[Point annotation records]

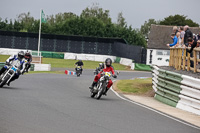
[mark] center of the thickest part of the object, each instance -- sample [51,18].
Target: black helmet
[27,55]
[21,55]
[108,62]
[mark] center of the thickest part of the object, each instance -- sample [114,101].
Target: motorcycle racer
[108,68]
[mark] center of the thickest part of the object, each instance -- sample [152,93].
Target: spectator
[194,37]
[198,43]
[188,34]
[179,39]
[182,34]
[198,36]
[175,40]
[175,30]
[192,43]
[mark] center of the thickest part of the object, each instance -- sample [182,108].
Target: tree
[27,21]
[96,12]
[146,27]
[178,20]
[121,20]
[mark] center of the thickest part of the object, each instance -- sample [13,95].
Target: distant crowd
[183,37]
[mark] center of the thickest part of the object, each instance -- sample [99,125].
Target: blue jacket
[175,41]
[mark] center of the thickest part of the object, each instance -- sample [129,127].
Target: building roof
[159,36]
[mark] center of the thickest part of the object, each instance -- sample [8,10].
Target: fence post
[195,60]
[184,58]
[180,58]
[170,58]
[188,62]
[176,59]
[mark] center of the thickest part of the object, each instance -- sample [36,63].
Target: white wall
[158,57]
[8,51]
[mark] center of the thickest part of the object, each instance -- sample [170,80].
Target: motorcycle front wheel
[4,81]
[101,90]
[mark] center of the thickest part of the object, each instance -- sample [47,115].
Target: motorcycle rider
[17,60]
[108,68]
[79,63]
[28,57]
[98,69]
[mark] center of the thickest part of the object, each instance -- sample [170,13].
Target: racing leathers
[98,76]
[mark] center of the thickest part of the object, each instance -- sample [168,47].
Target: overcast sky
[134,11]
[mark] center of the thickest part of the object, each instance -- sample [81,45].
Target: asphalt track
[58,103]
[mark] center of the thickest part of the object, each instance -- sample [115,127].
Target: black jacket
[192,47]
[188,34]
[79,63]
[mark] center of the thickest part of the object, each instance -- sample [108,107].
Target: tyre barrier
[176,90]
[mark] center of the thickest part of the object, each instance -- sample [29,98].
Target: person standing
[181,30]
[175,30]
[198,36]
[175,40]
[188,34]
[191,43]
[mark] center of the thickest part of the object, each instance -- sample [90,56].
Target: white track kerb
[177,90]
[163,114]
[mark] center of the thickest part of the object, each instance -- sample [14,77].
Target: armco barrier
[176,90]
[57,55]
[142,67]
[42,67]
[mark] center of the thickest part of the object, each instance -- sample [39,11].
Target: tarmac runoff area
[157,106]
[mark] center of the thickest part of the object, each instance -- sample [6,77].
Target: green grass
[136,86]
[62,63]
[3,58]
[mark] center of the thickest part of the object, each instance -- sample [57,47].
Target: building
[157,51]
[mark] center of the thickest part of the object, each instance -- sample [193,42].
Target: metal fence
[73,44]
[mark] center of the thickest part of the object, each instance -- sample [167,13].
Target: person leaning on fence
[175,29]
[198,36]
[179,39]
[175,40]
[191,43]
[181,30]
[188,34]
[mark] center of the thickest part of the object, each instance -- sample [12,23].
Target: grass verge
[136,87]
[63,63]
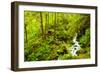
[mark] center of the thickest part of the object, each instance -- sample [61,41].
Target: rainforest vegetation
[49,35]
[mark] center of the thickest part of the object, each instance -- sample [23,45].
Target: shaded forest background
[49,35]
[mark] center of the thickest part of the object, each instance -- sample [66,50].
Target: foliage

Objective: Above are the records; reproduce them exactly and leave out the pictures.

Correct response:
[mark] center of the thickest part of the object, each instance -- sample [51,18].
Target: black helmet
[27,55]
[21,55]
[108,62]
[mark] center of the thickest part of the object, each instance -- sample [114,101].
Target: motorcycle racer
[108,68]
[mark] center of the thickest part of the object, each instance -- sample [152,93].
Target: spectator
[194,37]
[198,43]
[188,34]
[179,39]
[182,34]
[198,36]
[175,40]
[175,30]
[192,43]
[mark] center of the thickest part of the object, each instance -- sample [182,108].
Target: tree
[27,21]
[96,12]
[146,27]
[178,20]
[121,20]
[mark] center of the thickest part of the object, each instance -- sample [13,95].
Target: distant crowd
[183,37]
[mark] center of the thickest part of the object, each instance -- sample [99,125].
Target: blue jacket
[175,41]
[mark] center of the thickest part of the object, each instance -- sample [129,127].
Target: building roof
[159,36]
[mark] center of the thickest part of the object, each instance -- sample [8,10].
Target: fence post
[195,60]
[184,58]
[180,58]
[170,58]
[188,62]
[176,59]
[mark] center of the thickest part of the object, each instance -- sample [36,63].
Target: white wall
[158,57]
[8,51]
[mark] center of the thickest part of the object, each instance -- sample [170,80].
Target: motorcycle front wheel
[4,81]
[101,90]
[mark] center of the thickest part of the object, each instance -- sample [47,115].
Target: motorcycle rider
[17,60]
[108,68]
[79,63]
[28,57]
[98,69]
[mark] center of the thickest part of the object, each instance -- sample [170,13].
Target: racing leathers
[98,76]
[mark] center of the thickest part of the object, each instance -- sample [168,47].
Target: overcast sky
[134,11]
[mark] center of the thickest part of the object, each instance -- sample [81,45].
Target: asphalt track
[58,103]
[mark] center of the thickest part of the object, each instance -- sample [115,127].
Target: black jacket
[192,47]
[188,34]
[79,63]
[mark] center of the thickest part of the object, each instance -- sample [108,107].
Target: tyre barrier
[176,90]
[mark] center of the thickest part of the object, each instance -- sample [29,98].
Target: person standing
[181,30]
[175,30]
[198,36]
[175,40]
[188,34]
[191,43]
[mark] center of the thickest part of the object, each instance -- sample [90,56].
Target: white track kerb
[177,90]
[163,114]
[mark] center of the thickest part of the object, each instance -- sample [14,77].
Target: armco barrier
[176,90]
[57,55]
[142,67]
[42,67]
[mark] center of the thickest part of the object, each instance -- sample [39,11].
Target: tarmac runoff area
[157,106]
[mark] center of the thickest part of the object, each instance -- sample [6,77].
Target: green grass
[136,86]
[62,63]
[3,58]
[mark] center of the thickest part of the object, each instance -- sample [57,47].
Target: building
[157,51]
[mark] center of the thickest part of the object, each instance -- sample [193,42].
Target: metal fence
[73,44]
[mark] center of the thickest part of the object, each instance -- sample [167,13].
Target: person leaning on fence
[175,29]
[198,36]
[179,39]
[175,40]
[191,43]
[181,30]
[188,34]
[mark] center of the thickest part of the object, each instance -- sample [12,23].
Target: grass verge
[136,87]
[63,63]
[mark] center of the thickest part of the object, each instance -- sample [61,41].
Target: rainforest vegetation
[49,35]
[mark] center of the thickest part of the object, each instance -- sample [23,45].
Target: shaded forest background
[49,35]
[mark] center of the thickest part of the object, each instance -- sample [66,50].
Target: foliage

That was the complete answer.